PAGE EXCERPT:
Therefore, while the ultimate end-user of this information include under-resourced expectant parents, the immediate and primary users for this resource would be:

1. Organizations that want to contribute to the content (patient advocacy groups, chronic illness advocacy groups, local/community organizations, immigrant or refugee groups, other non-profits or government entities that serve under-resourced populations) in order to consolidate information and avoid duplicating effort

Examples:

  • A community organization in Toledo can adapt the original Bean2Baby guide to create a "Bean2Baby: Toledo, OH" list with locally relevant phone numbers and websites, to distribute to newly pregnant women in Toledo.
  • A community advocacy in New York can create a “Bean2Baby: en Español” list translated to Spanish and with links to resources in Spanish, benefiting other Spanish-speaking populations
  • A health advocacy can create a “Bean2Baby: for Type 1 Diabetics” with added Tasks that specifically address the concerns of those with Type 1 Diabetes.

In speaking with OpenIDEO mentors Stefanie Boltz (Senior Program Manager, Innovating Education in Reproductive Health) and Kay Matthews (Founder, Shades of Blue), I learned that Bean2Baby's goals are aligned with those of health and community advocates — groups who are doing hard work “on the ground” and have each developed local expertise in helping under-resourced expecting parents. I envision Bean2Baby as providing an "on-ramp" for them to get their expertise into a more centralized location where they can help one another.

Developing the Content

2. Organizations developing a product or service that could use the content (health/technology startups, women/family-issues media, patient advocacy groups, chronic illness local/community organizations, immigrant or refugee groups, non-profits or government entities that serve under-resourced populations)

Examples:

  • A medical practice can supply them as handouts to patients
  • A community organization can use it to design a brochure or handbook
  • A civic health/technology startup might use it for a mobile app

Putting this To-do List content under free-to-use copyright licensing would not only be convenient and affordable for community and patient advocates, it would encourage third parties (designers, product developers, civic entrepreneurs/technologists, health organizations) to use and disseminate these Tasks and To-do Lists more widely via various media channels or modalities. I hope that putting Bean2Baby in an "open-information" environment would give it an "off-ramp" to distribute it more broadly.

WHAT YOU WILL DO:
**a)** In the Bean2Baby excerpt, what title and organization are given for Kay Matthews?
**b)** Decide whether each statement agrees with the Bean2Baby excerpt. For each, answer yes or no and quote the words of the excerpt that settle it. (i) A community organization in Toledo could adapt the guide with locally relevant phone numbers and websites. (ii) Stefanie Boltz is the founder of Shades of Blue. (iii) The writer hopes an open-information environment would let Bean2Baby be distributed more broadly.
**c)** Echo the part of the Bean2Baby excerpt between "1. Organizations that" and "women in Toledo.", inclusive.

RECORDED INFORMATION:
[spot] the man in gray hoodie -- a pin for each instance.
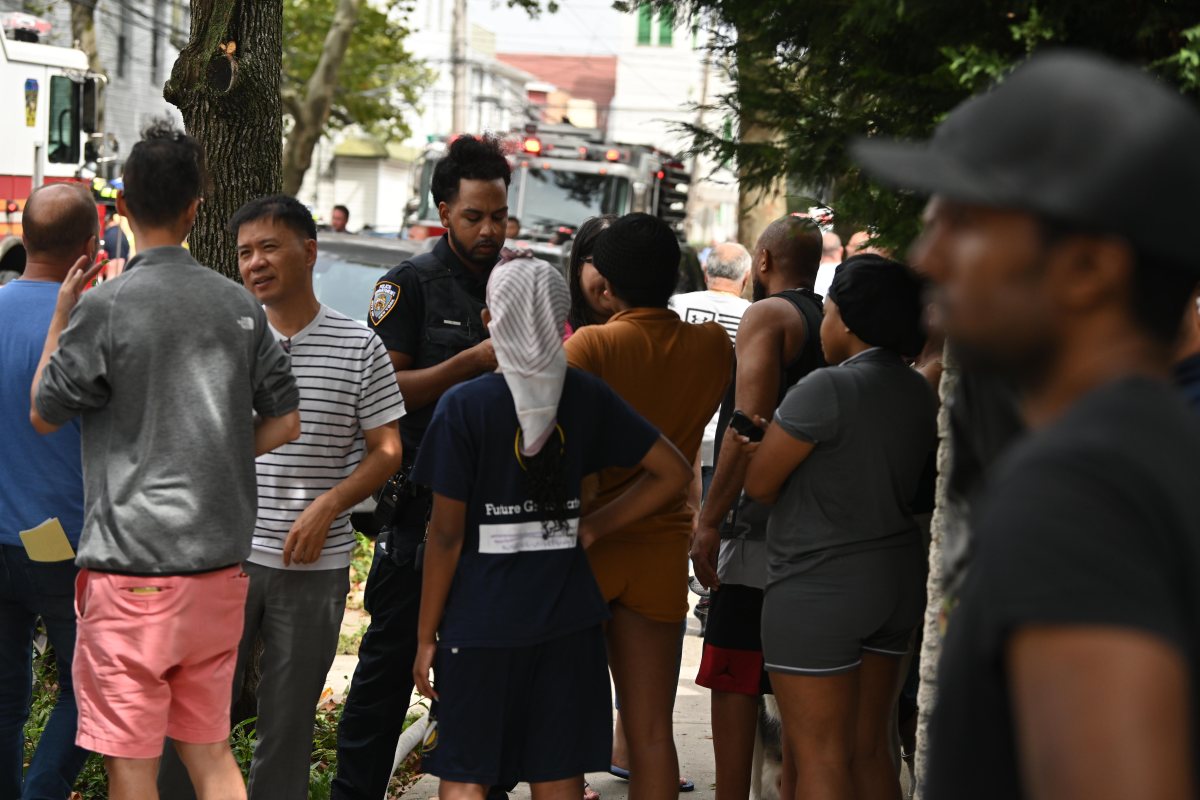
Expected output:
(167, 366)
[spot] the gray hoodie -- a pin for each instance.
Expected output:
(166, 366)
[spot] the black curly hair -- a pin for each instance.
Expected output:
(580, 313)
(469, 158)
(546, 483)
(163, 174)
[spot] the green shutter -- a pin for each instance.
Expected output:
(666, 28)
(645, 24)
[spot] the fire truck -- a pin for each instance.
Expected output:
(52, 130)
(561, 176)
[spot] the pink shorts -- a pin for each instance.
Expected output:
(155, 657)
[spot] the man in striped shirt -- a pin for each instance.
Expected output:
(349, 444)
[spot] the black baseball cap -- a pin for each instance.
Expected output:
(1069, 136)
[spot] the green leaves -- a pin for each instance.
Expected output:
(378, 79)
(817, 73)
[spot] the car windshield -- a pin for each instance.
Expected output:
(555, 197)
(346, 286)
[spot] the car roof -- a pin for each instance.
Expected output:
(365, 250)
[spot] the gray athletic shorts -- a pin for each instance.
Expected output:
(820, 620)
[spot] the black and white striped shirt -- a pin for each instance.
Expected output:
(347, 386)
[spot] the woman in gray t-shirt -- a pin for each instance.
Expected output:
(846, 565)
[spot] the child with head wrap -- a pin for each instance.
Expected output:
(846, 565)
(510, 619)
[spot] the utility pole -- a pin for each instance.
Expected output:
(694, 196)
(459, 64)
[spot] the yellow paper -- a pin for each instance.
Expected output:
(47, 542)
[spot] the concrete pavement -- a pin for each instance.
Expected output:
(691, 725)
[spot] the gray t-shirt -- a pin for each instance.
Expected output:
(873, 420)
(167, 365)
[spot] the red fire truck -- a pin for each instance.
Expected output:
(561, 176)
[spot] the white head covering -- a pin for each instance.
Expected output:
(528, 300)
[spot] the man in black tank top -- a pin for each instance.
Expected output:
(779, 342)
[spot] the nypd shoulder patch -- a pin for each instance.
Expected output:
(383, 300)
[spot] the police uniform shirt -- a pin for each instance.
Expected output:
(397, 305)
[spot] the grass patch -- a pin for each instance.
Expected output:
(348, 643)
(93, 782)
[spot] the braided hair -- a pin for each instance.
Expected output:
(546, 483)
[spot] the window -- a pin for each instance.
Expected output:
(645, 24)
(64, 134)
(666, 28)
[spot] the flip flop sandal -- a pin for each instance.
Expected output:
(623, 774)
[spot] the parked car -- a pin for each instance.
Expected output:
(348, 265)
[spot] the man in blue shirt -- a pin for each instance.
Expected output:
(40, 477)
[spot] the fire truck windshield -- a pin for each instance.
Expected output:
(550, 198)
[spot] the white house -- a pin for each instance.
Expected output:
(664, 71)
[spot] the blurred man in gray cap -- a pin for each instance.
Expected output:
(1072, 665)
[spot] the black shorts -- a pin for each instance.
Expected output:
(535, 714)
(820, 620)
(732, 657)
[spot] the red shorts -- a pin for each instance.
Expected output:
(732, 655)
(155, 657)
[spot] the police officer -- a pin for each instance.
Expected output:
(427, 313)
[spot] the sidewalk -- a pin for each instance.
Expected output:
(691, 728)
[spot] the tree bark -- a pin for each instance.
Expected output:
(931, 641)
(226, 83)
(310, 114)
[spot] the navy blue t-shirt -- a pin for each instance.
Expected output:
(515, 585)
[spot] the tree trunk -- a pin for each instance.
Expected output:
(931, 641)
(226, 83)
(310, 114)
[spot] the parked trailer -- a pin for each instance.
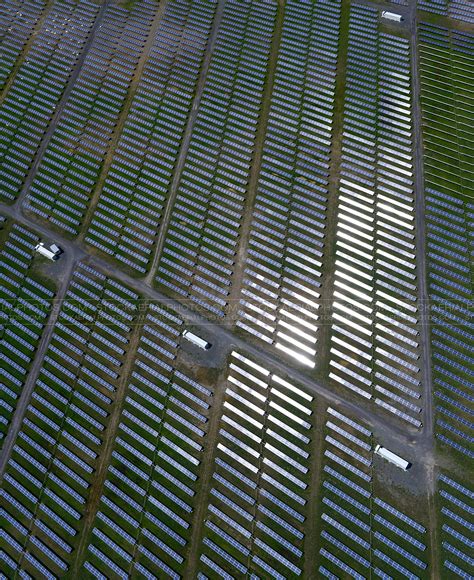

YOUR RESPONSES:
**a)** Founder, Shades of Blue.

**b)**
(i) Yes: "A community organization in Toledo can adapt the original Bean2Baby guide to create a "Bean2Baby: Toledo, OH" list with locally relevant phone numbers and websites"
(ii) No: "Stefanie Boltz (Senior Program Manager, Innovating Education in Reproductive Health)"
(iii) Yes: "to distribute it more broadly"

**c)**
1. Organizations that want to contribute to the content (patient advocacy groups, chronic illness advocacy groups, local/community organizations, immigrant or refugee groups, other non-profits or government entities that serve under-resourced populations) in order to consolidate information and avoid duplicating effort

Examples:

  • A community organization in Toledo can adapt the original Bean2Baby guide to create a "Bean2Baby: Toledo, OH" list with locally relevant phone numbers and websites, to distribute to newly pregnant women in Toledo.